■ **EXTRAIT FOURNI**
● ● ●
> Presse  —>« Battez-vous ! »

 

Vendredi 14 Septembre 2012 :

 

Éditorial

« Battez-vous ! »

Par Claude Cabanes

Le désordre qui naît au coeur même de la mécanique capitaliste provoque les grands traumatismes, que les lecteurs de notre journal connaissent bien. Mais cette crise de l'horlogerie du système retentit aussi dans tous les aspects de la vie, même la plus ordinaire, et parfois la plus inattendue. Ainsi, au fil des jours, le clapotis de l'actualité multiplie ces « petits faits », souvent dans la confusion et le désarroi, qui naissent à la source de la crise.

On a pu lire, récemment, par exemple dans un journal quotidien, un appel péremptoire à la jeunesse française : « Barrez-vous ! » Si c'était une invitation à parcourir le monde, les nouvelles générations n'ont pas attendu les auteurs de ce texte pour prendre la route. Et elles manifestent en effet une belle ardeur à filer aux quatre coins de la planète. Autrefois, les continents, au mieux, s'ignoraient, au pire, se combattaient : ils apprennent aujourd'hui à se connaître. Mais ce n'est pas cet esprit internationaliste, qui nous est cher, qui anime l'appel à se « barrer ». La chose semble en effet hanter l'homme le plus riche de France et d'Europe : Bernard Arnault. Il n'est pas le seul dans ce petit monde huppé-là : le cofondateur de Facebook, Éduardo Saverin, à la veille de devenir multimilliardaire par l'introduction en Bourse, a renoncé à la nationalité américaine pour échapper à l'impôt « made in USA » et s'est installé à Singapour. C'est décidément un réflexe pavlovien du côté de la richesse extrême. Il y en a d'autres aussi qui sont tentés par le grand départ. Sur une embarcation de fortune. Ils fuient la famine. Parfois au large de île italienne ou d'un rivage africain, ils en meurent. Noyés. Alors, jeunesses, « Battez-vous » !
● ● ●
■ **JEU DE DONNÉES**
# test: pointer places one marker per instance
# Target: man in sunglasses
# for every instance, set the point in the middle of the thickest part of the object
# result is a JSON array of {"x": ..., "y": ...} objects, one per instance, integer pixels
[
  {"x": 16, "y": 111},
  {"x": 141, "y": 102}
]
● ● ●
■ **MISE EN PRATIQUE**
**a.** D'après l'éditorial « Battez-vous ! », dans quel pays le cofondateur de Facebook Éduardo Saverin s'est-il installé ?
**b.** Poursuivez l'éditorial « Battez-vous ! » après sa dernière phrase.

■ **RÉPONSES FOURNIES**
**a.** À Singapour.

**b.**
Et puis, on dit que l'Espagne est toute retournée par la confidence d'un des plus grands joueurs de football du monde, Ronaldo, qui opère dans un des plus grands clubs du monde, le Real Madrid. Il a avoué à la télévision ne être heureux. Le peuple espagnol, soumis au garrot de la paupérisation absolue par les dignitaires de Bruxelles, comprend mal ce chagrin d'un homme rémunéré comme Crésus. Encore, et décidément sans fin, la problématique de l'argent, le seul marqueur dominant et écrasant de notre société : en fin de compte, un footballeur est une marchandise pour des marchands sur un marché, non ? Et voilà, par-dessus le marché, c'est le cas de le dire, que Barcelone est animée par une gigantesque manifestation au nom de la Catalogne et de l'Europe... Karl Marx a expliqué, il y a longtemps, que le nationalisme est comme une superstition apaisante dans les états de crise...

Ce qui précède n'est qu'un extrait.